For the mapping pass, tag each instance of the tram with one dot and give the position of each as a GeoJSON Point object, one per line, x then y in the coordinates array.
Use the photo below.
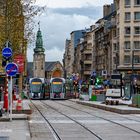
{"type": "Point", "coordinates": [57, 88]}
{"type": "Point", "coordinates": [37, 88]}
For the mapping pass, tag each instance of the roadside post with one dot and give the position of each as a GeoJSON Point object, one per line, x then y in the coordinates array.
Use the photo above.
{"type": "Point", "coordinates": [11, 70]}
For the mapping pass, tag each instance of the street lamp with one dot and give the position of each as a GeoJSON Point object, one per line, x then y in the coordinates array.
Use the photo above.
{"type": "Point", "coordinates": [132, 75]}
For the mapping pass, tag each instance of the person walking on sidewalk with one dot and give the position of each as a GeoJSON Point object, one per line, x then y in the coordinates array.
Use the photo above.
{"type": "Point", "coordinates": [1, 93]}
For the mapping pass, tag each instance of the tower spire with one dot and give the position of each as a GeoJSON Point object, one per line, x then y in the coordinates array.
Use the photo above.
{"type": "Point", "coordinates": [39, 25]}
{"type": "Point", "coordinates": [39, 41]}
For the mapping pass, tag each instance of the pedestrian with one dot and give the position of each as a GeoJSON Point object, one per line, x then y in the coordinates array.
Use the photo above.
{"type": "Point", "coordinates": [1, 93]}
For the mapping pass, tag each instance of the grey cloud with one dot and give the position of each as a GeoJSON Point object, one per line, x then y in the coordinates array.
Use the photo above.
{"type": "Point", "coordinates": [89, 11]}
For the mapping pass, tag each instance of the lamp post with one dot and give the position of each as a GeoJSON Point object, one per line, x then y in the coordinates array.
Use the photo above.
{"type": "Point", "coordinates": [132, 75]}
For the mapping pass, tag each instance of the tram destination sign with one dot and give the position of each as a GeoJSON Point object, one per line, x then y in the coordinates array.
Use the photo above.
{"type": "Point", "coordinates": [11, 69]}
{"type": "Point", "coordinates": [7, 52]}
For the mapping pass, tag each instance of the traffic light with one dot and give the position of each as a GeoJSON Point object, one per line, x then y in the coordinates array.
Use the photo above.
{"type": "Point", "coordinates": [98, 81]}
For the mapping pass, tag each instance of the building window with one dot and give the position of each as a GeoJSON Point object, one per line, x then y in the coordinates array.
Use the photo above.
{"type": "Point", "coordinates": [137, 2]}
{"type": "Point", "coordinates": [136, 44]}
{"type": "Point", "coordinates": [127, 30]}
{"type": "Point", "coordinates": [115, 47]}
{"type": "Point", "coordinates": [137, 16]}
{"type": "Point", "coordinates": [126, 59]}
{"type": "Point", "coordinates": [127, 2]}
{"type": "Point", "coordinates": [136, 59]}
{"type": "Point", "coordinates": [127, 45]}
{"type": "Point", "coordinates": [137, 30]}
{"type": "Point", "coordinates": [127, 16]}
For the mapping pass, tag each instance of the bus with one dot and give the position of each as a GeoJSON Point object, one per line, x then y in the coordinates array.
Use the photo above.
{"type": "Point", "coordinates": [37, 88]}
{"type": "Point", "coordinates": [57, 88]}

####

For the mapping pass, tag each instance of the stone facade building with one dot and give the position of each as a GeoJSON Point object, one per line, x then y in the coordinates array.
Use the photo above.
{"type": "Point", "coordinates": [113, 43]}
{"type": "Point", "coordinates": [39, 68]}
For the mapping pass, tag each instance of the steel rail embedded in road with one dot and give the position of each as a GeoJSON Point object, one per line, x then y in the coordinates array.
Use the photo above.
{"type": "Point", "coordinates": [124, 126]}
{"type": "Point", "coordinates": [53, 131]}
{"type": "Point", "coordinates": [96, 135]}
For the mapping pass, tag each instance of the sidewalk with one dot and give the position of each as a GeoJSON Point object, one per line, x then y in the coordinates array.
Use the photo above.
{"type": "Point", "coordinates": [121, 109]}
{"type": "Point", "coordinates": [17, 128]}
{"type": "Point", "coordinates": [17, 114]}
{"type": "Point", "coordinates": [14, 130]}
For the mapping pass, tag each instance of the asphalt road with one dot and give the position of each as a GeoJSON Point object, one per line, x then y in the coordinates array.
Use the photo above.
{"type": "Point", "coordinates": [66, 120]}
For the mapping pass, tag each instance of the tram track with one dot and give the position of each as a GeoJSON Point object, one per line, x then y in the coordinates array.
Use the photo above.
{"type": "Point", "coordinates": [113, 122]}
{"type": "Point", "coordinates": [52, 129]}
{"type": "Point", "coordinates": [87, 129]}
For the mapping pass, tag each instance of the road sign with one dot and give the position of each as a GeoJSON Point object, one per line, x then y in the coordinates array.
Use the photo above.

####

◆ **WHAT THE TASK REQUIRES**:
Select every line of the data above that contains the word "street", and copy each one as it appears.

◆ **ANSWER FOR THIS EXERCISE**:
For the mapping pass, tag each instance of the street lamp with one dot and give the position of each as a GeoJSON Point object, one per line, x then y in the coordinates array.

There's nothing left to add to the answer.